*Texto presentado*.
————————

Muchas veces he oído decir que Vigo es una ciudad fea. Quizá se deba a su marcado carácter industrial que, sin duda, habrá influido en su arquitectura. Aunque eso de la fealdad es algo subjetivo, de lo contrario habría mucha gente soltera en el mundo.
¿Has pensado alguna vez que Milán es una ciudad poco agraciada? No, ¿verdad? Porque has visto lo que querías ver, centrándote en la parte histórica y dejándote fascinar por la belleza de sus edificaciones y monumentos. Pero ¿sabes qué? Las afueras de Milán constituyen uno de los lugares más horribles que he visto en mi vida.
Cada ciudad posee su propio encanto, no siempre apreciado de la misma forma por todo el mundo. Y lo mismo sucede con Vigo. ¿Existe algo más hermoso que contemplar una puesta de sol desde la playa de Samil, El Vao, El Castro o el Paseo de Alfonso XII? Para mí resulta imposible apartar la mirada del fascinante baile de llamas naranjas, rojas y amarillas fundiéndose en el cielo con las Islas Cíes de fondo.

————————

*Problema propuesto 1*.
Transforma en una lista JSON de cadenas las líneas de los registros que van desde el comienzo de estos hasta la línea que contiene "[(331, 222), (16, 248), (459, 222)]", ambas incluidas. Cada línea debe ser una cadena y las líneas en blanco se omiten.

*Material para procesar*.
————————

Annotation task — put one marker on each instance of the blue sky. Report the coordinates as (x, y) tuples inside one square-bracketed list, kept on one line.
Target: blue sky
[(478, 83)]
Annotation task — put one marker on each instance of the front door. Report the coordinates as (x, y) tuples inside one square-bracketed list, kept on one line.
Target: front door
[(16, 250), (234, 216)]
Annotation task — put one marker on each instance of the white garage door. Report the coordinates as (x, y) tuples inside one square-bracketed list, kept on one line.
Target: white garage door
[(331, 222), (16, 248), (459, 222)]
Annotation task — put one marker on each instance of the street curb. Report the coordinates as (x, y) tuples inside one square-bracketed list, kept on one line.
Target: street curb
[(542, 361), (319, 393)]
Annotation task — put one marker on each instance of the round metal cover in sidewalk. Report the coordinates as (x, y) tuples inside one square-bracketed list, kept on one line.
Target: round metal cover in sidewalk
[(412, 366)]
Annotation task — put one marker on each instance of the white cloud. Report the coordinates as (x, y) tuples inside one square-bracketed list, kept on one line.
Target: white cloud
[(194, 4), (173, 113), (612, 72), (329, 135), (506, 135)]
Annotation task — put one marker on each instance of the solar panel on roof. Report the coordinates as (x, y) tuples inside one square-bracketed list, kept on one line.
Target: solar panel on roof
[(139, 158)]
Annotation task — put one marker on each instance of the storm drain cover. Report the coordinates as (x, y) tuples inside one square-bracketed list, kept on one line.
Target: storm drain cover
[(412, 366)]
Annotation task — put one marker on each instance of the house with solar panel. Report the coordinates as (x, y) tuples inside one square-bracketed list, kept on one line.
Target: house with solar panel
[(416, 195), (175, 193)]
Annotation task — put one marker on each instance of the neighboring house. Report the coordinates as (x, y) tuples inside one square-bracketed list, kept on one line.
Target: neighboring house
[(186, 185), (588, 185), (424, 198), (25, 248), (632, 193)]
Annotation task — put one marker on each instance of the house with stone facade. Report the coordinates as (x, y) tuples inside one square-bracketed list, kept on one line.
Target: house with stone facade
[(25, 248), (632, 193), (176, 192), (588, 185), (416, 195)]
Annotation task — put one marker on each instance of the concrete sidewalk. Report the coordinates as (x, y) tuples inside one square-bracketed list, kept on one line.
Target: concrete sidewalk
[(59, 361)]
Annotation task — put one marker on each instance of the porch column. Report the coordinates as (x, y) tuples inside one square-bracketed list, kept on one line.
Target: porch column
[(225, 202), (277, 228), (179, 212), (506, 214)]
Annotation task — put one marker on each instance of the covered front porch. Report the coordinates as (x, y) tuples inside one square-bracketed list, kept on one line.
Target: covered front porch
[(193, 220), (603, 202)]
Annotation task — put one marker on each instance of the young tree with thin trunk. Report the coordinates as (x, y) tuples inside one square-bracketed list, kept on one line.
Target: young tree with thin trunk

————————

*Problema propuesto 2*.
Indica si cada una de las siguientes afirmaciones concuerda con el texto sobre Vigo. Responde sí o no y cita literalmente las palabras del texto que lo deciden.
(a) Las afueras de Milán figuran entre los lugares más horribles que se han visto.
(b) Se presenta la fealdad como algo objetivo.
(c) La puesta de sol descrita tiene las Islas Cíes de fondo.

*Respuesta de la tarea 1*.
[
  "Annotation task — put one marker on each instance of the blue sky. Report the coordinates as (x, y) tuples inside one square-bracketed list, kept on one line.",
  "Target: blue sky",
  "[(478, 83)]",
  "Annotation task — put one marker on each instance of the front door. Report the coordinates as (x, y) tuples inside one square-bracketed list, kept on one line.",
  "Target: front door",
  "[(16, 250), (234, 216)]",
  "Annotation task — put one marker on each instance of the white garage door. Report the coordinates as (x, y) tuples inside one square-bracketed list, kept on one line.",
  "Target: white garage door",
  "[(331, 222), (16, 248), (459, 222)]"
]

*Respuesta de la tarea 2*.
(a) Sí: «Las afueras de Milán constituyen uno de los lugares más horribles que he visto en mi vida.»
(b) No: «eso de la fealdad es algo subjetivo».
(c) Sí: «fundiéndose en el cielo con las Islas Cíes de fondo».